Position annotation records
========================================================================
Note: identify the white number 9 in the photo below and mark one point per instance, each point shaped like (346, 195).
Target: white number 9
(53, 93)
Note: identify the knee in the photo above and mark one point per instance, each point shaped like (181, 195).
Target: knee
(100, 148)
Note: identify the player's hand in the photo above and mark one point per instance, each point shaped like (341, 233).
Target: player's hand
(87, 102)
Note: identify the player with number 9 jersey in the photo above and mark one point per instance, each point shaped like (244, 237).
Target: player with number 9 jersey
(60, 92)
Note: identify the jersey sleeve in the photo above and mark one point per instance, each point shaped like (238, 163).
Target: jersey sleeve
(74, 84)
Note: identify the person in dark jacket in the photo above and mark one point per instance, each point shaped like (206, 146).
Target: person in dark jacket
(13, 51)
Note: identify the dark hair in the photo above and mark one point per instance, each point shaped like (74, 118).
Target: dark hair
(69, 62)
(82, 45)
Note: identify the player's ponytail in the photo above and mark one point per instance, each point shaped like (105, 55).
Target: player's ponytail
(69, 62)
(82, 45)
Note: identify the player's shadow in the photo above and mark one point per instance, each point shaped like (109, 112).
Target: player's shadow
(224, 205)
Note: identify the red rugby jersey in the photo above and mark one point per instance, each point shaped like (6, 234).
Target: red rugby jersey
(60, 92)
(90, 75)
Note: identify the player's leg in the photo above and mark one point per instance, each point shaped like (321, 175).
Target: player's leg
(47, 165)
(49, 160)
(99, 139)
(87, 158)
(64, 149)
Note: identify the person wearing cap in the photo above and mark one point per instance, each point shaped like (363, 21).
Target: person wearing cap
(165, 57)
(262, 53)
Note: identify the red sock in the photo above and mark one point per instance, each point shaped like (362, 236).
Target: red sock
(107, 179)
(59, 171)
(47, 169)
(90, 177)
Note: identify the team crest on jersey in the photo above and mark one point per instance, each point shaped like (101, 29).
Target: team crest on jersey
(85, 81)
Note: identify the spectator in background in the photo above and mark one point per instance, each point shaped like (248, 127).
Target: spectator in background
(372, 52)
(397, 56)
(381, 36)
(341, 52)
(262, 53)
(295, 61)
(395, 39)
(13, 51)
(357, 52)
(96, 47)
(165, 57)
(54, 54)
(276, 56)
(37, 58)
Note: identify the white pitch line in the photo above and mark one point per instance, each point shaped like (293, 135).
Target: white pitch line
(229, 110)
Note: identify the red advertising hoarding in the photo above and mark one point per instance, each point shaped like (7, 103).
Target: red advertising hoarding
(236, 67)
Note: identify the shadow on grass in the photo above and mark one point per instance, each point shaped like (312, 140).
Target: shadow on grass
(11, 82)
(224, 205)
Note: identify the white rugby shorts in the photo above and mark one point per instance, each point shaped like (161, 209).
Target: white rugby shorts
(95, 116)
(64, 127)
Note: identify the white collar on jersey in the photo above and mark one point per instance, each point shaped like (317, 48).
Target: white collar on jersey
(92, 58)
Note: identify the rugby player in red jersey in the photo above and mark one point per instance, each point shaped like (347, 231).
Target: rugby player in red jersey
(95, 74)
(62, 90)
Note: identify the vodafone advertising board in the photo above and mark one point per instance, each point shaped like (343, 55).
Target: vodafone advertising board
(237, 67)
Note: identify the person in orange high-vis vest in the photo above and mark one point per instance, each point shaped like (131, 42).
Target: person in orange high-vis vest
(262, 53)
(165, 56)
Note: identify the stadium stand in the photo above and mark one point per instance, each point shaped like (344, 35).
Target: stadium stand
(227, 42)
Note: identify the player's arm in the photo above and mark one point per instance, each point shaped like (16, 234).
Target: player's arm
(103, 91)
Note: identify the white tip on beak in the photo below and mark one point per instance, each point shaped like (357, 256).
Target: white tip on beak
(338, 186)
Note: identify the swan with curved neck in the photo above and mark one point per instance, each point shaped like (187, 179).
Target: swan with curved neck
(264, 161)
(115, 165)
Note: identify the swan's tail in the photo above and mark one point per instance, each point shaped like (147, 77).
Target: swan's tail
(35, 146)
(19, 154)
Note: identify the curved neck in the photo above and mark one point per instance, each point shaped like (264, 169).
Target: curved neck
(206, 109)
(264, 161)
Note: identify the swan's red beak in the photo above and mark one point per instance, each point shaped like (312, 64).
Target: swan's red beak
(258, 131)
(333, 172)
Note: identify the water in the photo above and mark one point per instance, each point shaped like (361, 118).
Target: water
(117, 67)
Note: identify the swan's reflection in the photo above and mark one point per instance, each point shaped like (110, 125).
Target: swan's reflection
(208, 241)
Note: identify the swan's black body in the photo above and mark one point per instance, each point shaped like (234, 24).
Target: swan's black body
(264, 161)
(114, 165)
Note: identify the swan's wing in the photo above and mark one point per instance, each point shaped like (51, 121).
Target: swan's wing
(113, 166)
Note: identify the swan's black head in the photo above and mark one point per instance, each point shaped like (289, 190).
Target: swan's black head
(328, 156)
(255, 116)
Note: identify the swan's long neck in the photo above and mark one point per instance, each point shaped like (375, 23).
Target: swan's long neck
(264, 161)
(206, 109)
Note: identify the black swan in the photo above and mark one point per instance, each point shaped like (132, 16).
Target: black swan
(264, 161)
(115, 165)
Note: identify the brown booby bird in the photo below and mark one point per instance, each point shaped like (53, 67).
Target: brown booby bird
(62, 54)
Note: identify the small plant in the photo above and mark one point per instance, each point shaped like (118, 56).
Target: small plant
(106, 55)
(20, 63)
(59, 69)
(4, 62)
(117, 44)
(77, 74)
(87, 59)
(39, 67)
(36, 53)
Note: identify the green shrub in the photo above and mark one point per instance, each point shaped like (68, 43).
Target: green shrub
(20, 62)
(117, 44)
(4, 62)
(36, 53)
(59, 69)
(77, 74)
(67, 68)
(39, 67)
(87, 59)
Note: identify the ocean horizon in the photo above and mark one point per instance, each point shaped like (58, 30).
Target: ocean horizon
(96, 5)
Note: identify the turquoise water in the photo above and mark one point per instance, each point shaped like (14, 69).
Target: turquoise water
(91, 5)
========================================================================
(Exercise): Give all of the material above as a two-column CSV headed instruction and points, with each row pairing one text with its answer. Put every field in double quotes and replace line breaks with spaces.

(Response below):
instruction,points
"Note: identify the white number 9 in the photo below and mark one point per instance, each point shaped like (346, 195). Target: white number 9","(53, 93)"
"Note: identify the knee in the photo above and mark one point per instance, each point shaped like (181, 195). Target: knee","(100, 148)"
"Note: identify the player's hand in the photo above and mark one point per instance, each point shaped like (341, 233). Target: player's hand","(87, 102)"
"Note: identify the player with number 9 jersey in the photo above and mark one point per instance, each point shaped like (244, 237). Target: player with number 9 jersey","(60, 92)"
"Note: identify the jersey sleeve in the photo above and mark one point per instance, each point shaped like (238, 163). Target: jersey sleeve","(74, 84)"
"Note: identify the person in dark jacket in the photo above and mark one point per instance, each point shaped like (206, 146). Target: person in dark jacket","(13, 51)"
"Note: identify the dark hair in the photo above and mark one point per instance, each point shaped like (74, 118). Target: dark hair","(69, 62) (82, 45)"
"Note: identify the player's ponytail in the photo above and mark one point per instance, each point shaped like (105, 55). Target: player's ponytail","(69, 62) (82, 45)"
"Note: identify the player's shadow in the photo above and mark one point per instance, each point shaped like (109, 112). Target: player's shadow","(224, 205)"
"Note: identify the red rugby jersey in the photo above and mark one point per instance, each point shaped like (6, 234). Target: red rugby jersey","(60, 92) (90, 75)"
"Note: identify the player's leg in the photo above and mark one point per instance, each point shaped like (321, 175). Target: player's leg","(47, 165) (49, 160) (99, 139) (87, 158) (64, 149)"
"Note: identify the person wearing cap in the photo above and mark one point per instance, each point shaped like (363, 21). Target: person wearing cap","(165, 57) (262, 53)"
"Note: identify the red sock in the photo above and mark one point per instance, each point shaped like (362, 236). Target: red sock","(107, 179) (59, 171) (47, 169) (90, 177)"
"Note: identify the team crest on jersey in the photo above and mark one point per instance, each point shaped like (101, 29). Target: team crest on jersey","(85, 81)"
"Note: identify the spectator in background in the photo above and mark one point per instance, each point shaped like (248, 127). Target: spectator in background","(372, 52) (397, 56) (381, 36) (341, 52) (262, 53) (295, 61) (395, 39) (13, 51) (357, 52) (96, 47) (165, 57) (54, 54) (276, 56) (37, 58)"
"Note: identify the white pitch line in the photo above and mark one point per instance, each point shaped like (293, 135). Target: white pitch line","(229, 110)"
"Note: identify the red advertising hoarding in the photo above and mark one point per instance, each point shaped like (7, 103). Target: red advertising hoarding","(236, 67)"
"Note: identify the shadow on grass in the photo above and mark one point per instance, each point shaped like (312, 140). Target: shadow on grass","(11, 82) (224, 205)"
"Note: identify the white rugby shorts in the photo above and mark one point per instance, each point shaped like (161, 209). Target: white rugby shorts","(95, 116) (64, 127)"
"Note: identify the white collar on jersey in the photo above and mark one point per instance, each point shaped like (317, 48). Target: white collar on jersey","(92, 58)"
"Note: identify the rugby player in red jersey in the photo above and mark one point per instance, each point shaped like (347, 231). Target: rugby player in red jersey","(95, 74) (62, 90)"
"Note: identify the vodafone advertising board in the photo above and mark one point per instance, each point shaped like (343, 55). Target: vodafone advertising board","(237, 67)"
"Note: identify the person in orange high-vis vest in the photo above and mark one point per instance, each point shaped like (131, 42). Target: person in orange high-vis vest","(262, 53) (165, 56)"
"Note: identify the stadium stand in the photo above and mark one point per instance, each point shaped like (344, 35). Target: stadium stand","(227, 42)"
"Note: identify the player's arm in the photo above and mark one point per instance, each point shaped like (16, 234). Target: player's arm","(103, 91)"
"Note: identify the white tip on beak in the photo below and mark one point per instance, each point shaped like (357, 256). Target: white tip on beak","(338, 186)"
"Note: identify the swan with curved neck in the photo above and mark one point per instance, each point shaped like (187, 179). Target: swan with curved neck","(264, 161) (115, 165)"
"Note: identify the swan's tail in the photo above and mark one point per instance, each point shaped like (147, 77). Target: swan's tail","(35, 146) (19, 154)"
"Note: identify the curved neck in the photo above and mark one point per instance, each point shaped like (264, 169). Target: curved neck","(206, 109) (264, 161)"
"Note: identify the swan's red beak in the photo above and mark one point per instance, each point shaped like (312, 64). Target: swan's red beak","(258, 131) (333, 172)"
"Note: identify the water in the photo above and mark one point per instance, each point shaped like (361, 118). Target: water","(117, 67)"
"Note: identify the swan's reflection in the photo above and mark one point per instance, each point shaped like (110, 125). Target: swan's reflection","(208, 241)"
"Note: identify the swan's black body in the photo above and mark one point per instance, each point shaped like (234, 24). Target: swan's black body","(264, 161) (114, 165)"
"Note: identify the swan's wing in the photo above and mark one point per instance, each point shaped like (51, 121). Target: swan's wing","(113, 166)"
"Note: identify the swan's black head in the photo above and mark one point per instance, each point shaped like (289, 190). Target: swan's black head","(328, 156) (255, 116)"
"Note: identify the swan's long neck in the photo above and mark one point per instance, each point shaped like (375, 23). Target: swan's long neck","(264, 161) (206, 109)"
"Note: identify the black swan in the photo above and mark one point per instance, each point shaped like (132, 16). Target: black swan","(264, 161) (115, 165)"
"Note: identify the brown booby bird in the photo below and mark one point per instance, each point shaped like (53, 67). Target: brown booby bird","(62, 54)"
"Note: identify the small plant in the photo above and mark one point per instance, each point shaped like (118, 56). Target: small plant","(106, 55) (20, 63) (59, 69) (4, 62) (117, 44) (77, 74) (87, 59) (39, 67) (36, 53)"
"Note: identify the green shrub in the photo above and mark one point per instance, each point shaped like (68, 43). Target: green shrub","(20, 62) (117, 44) (4, 62) (36, 53) (59, 69) (77, 74) (67, 68) (39, 67) (87, 59)"
"Note: identify the ocean horizon in the photo above and mark one point per instance, each point shaped like (58, 30). Target: ocean horizon","(96, 5)"
"Note: identify the turquoise water in the photo above and mark one point per instance, each point shaped like (14, 69). Target: turquoise water","(91, 5)"